CONSIGNE 1:
Répondez brièvement à ces questions sur le billet consacré à Trzewiczek :
(a) Que signifie « Trzewiczek » en français ?
(b) Comment se traduit le mot « arsonist » ?
(c) Sur quel forum la chronique a-t-elle été lue ?
CONSIGNE 2:
Dites si chacune de ces affirmations concorde avec le billet consacré à Trzewiczek. Répondez par oui ou non et citez les mots du texte qui tranchent.
(a) Le nom Oracz signifie « Laboureur ».
(b) L'auteur connaissait déjà le mot « arsonist » avant de le chercher.
(c) L'auteur compte traduire la chronique mot à mot.
CONSIGNE 3:
Poursuivez le billet consacré à Trzewiczek à partir de sa dernière phrase.

SOURCE:
Voilà ce qui arrive quand on entre "Trzewiczek, the Arsonist" dans le premier traducteur venu: on fait une découverte lexicale stupéfiante qui entre-ouvre des perspectives sémantiques proprement ahurissantes.
Trzewiczek est la portion patronymique de Ignacy Trzewiczek, l'auteur du jeu débridé qui nous occupe, un bon pote de Michal "Neuroshima" Oracz dont il décline l'univers - la bande des polonais de chez Portal quoi.
Or, figurez-vous qu'en bon françois, Trzewiczek veut dire "chaussure". (et Oracz veut dire "Laboureur" au passage)
Et Ignace Chaussure voyez-vous, est un sacré arsonist.
Arsonist?
C'est le mot sur lequel je buttais au départ: je lis l'anglais sans trop d'anicroches, mais je ne connaissais vraiment pas ce vocable-là. Il se traduit par "Incendiaire".
Ignace Chaussure, l'incendiaire.
N'importe qui irait immédiatement voir un film intitulé comme ça.
De fait, c'est le titre d'une chronique lue sur le forum idoine de BGG, et cette chronique me semble être - avec ce qu'il faut maintenant de recul - des plus perspicaces.
Alors du coup, plutôt que d'allonger un avis brassant poncifs et répétitions inutiles, je me propose de traduire tout bêtement cet article enflammé; enfin, traduire; plutôt reformuler l'idée générale, en lui greffant quelques considérations puissamment édifiantes. Vous allez voir:
"[ Chaussure, l'incendiaire.
Dans les articles traitant de la conception de jeux de société, une règle de bon sens très couramment citée veut que les actions qu'un joueur peut entreprendre ne devraient jamais avoir un rapport coût/bénéfice trop avantageux, sans quoi tout contrôle serait perdu sur le déroulement du jeu qui finirait logiquement par exploser. C'est le régime de la pénurie. C'est l'économie de la contrainte.

DONNÉES ENREGISTRÉES:
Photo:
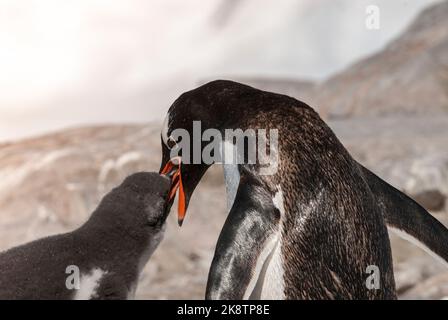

RÉPONSE RÉDIGÉE 1:
(a) « Chaussure ».
(b) Par « Incendiaire ».
(c) Sur le forum de BGG.

RÉPONSE RÉDIGÉE 2:
(a) Oui : « Oracz veut dire "Laboureur" ».
(b) Non : « mais je ne connaissais vraiment pas ce vocable-là ».
(c) Non : « plutôt reformuler l'idée générale ».

RÉPONSE RÉDIGÉE 3:
Dans la plupart des jeux de gestion, vous vous débattez avec trop peu d'actions pour dépensez vos maigres économies et construire un "moteur" rentable qui ronronnera tout au long de la partie.
Avec son 51ème État, Ignace Chaussure objecte qu'il y a trop de choses intéressantes à faire dans un univers post-pop-apocalyptique pour perdre son temps avec ces conneries de rentiers pantouflards.
Non. En purgeant des règles de l'ancienne édition quelques points intermédiaires restrictifs pour en faire une version spectaculairement plus fluide (et lisible), il semble qu'Ignace Chaussure a sciemment contrevenu à quelques règles basiques du game design le plus élémentaire.
Alors que la grande majorité des concepteurs de jeux de gestion & stratégie donnent à leurs joueurs un ensemble d'outils interdépendants pour construire laborieusement leurs machines à marquer des points de victoire, Chaussure, lui, donne à chaque joueur une grosse boîte d'allumettes, une brassée de mèches, une paire de gros ciseaux et un chargement de barils de poudre à canon.
Le premier joueur qui les fait exploser a gagné.
Ignace Chaussure est un incendiaire.
Sur ce, expliquer les mécanismes de base de 51st State n'est pas bien compliqué:
- Toutes les cartes sont des lieux qui ont une distance comprise entre 1 et 3, et peuvent être utilisées de trois manières différentes: Construire/Marchander/Piller.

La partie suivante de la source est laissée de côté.